→ **TASKS FOR THIS EXERCISE**
(A) Translate this sentence from the article on the Church's COVID-19 relief for India into Spanish: "The Church is partnering with Project Hope, CARE, ADRA and Catholic Relief Services to help distribute the donation in India."
(B) In one to three sentences, explain why the article on the Church's COVID-19 relief for India says the donated medical equipment is being used throughout the country.
(C) Write the next part of the article on the Church's COVID-19 relief for India, starting after its last sentence.

The Church announced on Monday, May 17, its efforts partnering with fellow humanitarian organizations to help bring a measure of COVID-19 relief to India, where an ongoing wave of the virus has claimed tens of thousands of lives.
A Church donation worth $4.15 million is being used to procure oxygen concentrators, ventilators and other medical equipment. The donated items are being used throughout the Asian nation to help ease the heavy load being felt by frontline healthcare workers, patients and displaced migrant workers, according to an India Newsroom report.
“Our hearts reach out to all those who are suffering and to the frontline medical workers who are dedicating their lives to fight this battle with everyone,” said Elder John Gutty, an Area Seventy. “We hope the Church’s contribution can provide some relief to them during this critical time.”
The Church is partnering with Project Hope, CARE, ADRA and Catholic Relief Services to help distribute the donation in India.

[Point-per-instance localization data]
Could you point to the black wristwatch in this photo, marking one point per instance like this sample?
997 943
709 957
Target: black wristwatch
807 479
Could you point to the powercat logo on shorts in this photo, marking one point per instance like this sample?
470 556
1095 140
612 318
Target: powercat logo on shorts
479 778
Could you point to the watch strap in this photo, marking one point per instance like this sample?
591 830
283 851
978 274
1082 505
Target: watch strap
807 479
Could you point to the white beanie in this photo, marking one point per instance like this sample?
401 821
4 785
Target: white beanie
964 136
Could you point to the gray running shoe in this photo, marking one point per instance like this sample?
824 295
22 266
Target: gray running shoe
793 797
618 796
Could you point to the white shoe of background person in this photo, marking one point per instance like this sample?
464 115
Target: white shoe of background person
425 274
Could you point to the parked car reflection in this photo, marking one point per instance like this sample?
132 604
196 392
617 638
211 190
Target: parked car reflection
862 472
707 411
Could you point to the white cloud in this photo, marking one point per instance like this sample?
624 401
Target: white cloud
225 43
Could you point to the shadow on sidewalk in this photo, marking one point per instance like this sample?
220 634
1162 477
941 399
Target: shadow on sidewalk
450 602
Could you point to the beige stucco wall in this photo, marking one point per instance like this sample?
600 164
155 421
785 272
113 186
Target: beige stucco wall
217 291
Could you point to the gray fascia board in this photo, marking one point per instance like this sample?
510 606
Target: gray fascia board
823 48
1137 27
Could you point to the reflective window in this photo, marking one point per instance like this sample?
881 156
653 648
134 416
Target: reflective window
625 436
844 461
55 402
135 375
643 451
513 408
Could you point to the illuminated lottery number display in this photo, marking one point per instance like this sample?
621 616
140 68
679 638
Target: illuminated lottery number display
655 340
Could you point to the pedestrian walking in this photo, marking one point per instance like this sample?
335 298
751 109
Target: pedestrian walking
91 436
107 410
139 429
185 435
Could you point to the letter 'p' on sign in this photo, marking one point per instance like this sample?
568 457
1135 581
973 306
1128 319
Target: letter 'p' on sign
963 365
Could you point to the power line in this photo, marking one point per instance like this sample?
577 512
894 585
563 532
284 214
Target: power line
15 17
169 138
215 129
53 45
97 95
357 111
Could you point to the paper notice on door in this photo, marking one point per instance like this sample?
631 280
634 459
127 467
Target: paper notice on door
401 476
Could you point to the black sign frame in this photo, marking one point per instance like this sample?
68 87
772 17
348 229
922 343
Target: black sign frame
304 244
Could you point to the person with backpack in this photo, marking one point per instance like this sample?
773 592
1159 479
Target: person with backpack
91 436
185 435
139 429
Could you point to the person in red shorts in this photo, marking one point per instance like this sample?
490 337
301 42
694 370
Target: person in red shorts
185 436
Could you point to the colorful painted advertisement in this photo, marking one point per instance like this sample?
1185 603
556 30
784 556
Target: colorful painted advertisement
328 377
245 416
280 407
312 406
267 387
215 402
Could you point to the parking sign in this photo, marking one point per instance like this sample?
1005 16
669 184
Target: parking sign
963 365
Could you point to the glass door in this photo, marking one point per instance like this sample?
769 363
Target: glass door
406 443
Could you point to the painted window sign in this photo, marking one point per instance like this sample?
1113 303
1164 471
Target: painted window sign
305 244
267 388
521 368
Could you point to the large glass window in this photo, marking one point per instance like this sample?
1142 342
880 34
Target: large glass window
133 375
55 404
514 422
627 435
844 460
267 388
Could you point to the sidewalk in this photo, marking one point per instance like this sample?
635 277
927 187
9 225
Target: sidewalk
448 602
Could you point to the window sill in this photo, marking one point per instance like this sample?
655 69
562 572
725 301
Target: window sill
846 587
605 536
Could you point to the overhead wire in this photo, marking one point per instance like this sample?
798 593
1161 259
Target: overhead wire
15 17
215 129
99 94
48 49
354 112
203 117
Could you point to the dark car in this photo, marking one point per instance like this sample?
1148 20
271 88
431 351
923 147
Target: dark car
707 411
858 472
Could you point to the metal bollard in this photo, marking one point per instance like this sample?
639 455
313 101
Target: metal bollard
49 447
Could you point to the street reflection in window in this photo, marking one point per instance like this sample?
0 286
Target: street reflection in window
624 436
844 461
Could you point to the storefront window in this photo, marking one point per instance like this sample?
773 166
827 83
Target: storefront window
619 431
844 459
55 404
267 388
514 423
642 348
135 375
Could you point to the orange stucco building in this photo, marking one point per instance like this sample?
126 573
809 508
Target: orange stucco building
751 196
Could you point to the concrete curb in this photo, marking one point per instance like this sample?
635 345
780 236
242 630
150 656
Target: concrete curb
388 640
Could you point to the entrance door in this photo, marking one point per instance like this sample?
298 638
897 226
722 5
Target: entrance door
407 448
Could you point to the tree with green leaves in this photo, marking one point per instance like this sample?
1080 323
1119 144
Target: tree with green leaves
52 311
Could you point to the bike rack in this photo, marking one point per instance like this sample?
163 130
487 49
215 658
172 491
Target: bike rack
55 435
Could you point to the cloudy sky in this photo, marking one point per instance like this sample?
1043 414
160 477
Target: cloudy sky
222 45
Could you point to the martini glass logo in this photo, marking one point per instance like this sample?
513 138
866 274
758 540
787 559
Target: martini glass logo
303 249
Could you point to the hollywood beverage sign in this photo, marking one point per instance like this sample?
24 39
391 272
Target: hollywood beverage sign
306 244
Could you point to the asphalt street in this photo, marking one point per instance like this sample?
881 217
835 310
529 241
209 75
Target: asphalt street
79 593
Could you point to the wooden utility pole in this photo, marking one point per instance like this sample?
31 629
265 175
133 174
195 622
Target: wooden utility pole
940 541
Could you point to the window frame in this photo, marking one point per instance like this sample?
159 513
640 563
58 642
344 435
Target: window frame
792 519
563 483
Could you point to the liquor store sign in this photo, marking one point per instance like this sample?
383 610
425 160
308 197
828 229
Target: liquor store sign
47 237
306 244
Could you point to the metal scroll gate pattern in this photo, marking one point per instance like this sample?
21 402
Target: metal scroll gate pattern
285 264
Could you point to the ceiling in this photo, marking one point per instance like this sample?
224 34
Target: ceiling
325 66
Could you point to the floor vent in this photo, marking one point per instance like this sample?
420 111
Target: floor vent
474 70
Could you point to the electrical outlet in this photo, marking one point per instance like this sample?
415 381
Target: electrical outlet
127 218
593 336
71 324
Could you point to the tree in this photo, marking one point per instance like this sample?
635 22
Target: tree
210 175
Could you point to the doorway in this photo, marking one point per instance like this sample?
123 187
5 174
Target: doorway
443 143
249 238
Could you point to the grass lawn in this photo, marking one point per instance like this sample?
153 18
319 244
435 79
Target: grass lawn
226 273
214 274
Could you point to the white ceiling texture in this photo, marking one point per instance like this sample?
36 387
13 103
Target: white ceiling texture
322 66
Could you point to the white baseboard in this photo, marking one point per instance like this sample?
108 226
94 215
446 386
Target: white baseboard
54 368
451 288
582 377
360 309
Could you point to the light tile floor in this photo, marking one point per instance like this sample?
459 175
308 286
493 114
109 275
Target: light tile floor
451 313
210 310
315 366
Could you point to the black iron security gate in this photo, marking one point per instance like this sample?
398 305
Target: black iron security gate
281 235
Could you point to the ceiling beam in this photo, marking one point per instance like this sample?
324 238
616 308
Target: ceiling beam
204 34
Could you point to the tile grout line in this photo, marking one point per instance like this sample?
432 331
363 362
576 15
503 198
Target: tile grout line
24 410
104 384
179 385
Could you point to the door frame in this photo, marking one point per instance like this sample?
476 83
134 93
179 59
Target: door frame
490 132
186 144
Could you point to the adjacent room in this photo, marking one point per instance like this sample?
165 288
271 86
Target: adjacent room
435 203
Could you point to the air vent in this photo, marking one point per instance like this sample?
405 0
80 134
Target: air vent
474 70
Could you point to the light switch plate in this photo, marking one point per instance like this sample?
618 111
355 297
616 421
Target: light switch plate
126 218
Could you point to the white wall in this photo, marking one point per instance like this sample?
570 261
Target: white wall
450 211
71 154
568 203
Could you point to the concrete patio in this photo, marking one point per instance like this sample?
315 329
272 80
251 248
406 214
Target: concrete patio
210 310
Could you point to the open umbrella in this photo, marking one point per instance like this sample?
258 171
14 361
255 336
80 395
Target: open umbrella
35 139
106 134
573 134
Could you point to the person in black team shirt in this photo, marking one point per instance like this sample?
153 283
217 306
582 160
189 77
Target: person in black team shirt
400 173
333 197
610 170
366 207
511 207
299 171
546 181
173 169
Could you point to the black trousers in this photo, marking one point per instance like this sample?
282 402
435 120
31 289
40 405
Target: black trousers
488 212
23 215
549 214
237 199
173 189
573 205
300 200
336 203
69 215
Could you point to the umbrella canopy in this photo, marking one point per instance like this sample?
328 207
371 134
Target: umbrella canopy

→ **ANSWERS TO THIS EXERCISE**
(A) La Iglesia se está asociando con Project Hope, CARE, ADRA y Catholic Relief Services para ayudar a distribuir la donación en la India.

(B) The oxygen concentrators, ventilators and other equipment are being used to help ease the heavy load on frontline healthcare workers, patients and displaced migrant workers. India is facing an ongoing wave of the virus that has claimed tens of thousands of lives.

(C)
The Church also collaborated with the ministry of health in New Delhi and the health department in the state of Telangana for the same effort. All parties are working together to send the needed supplies directly to hospitals in heavily impacted states such as New Delhi, Maharashtra and Karnataka, Newsroom reported.
Elder Gutty emphasized the importance of working with global and local partners or civic authorities to overcome the delivery challenges and controlled orders during pandemic-prompted lockdowns in some regions of the country.
In the northern part of the city of Vidarbha in the state of Maharashtra in central India, Church-donated food kits were also distributed to migrant workers impacted by the lack of work due to the lockdown in Maharashtra. The partnership between the Indian Society of the Church and the National Council of Churches in India also included a hospital bed donation in Bengaluru.
More contributions will continue in the coming weeks, Newsroom reported.
“As we lend our hearts and hands to answer the temporal needs for those who suffered, we pray that this assistance can also bring some emotional comfort to them,” Elder Gutty said.
India is home to approximately 14,500 members, four stakes and two missions. Last December, the Church broke ground for the Bengaluru India Temple, which will be the first Latter-day Saint temple in the world’s second most populous nation.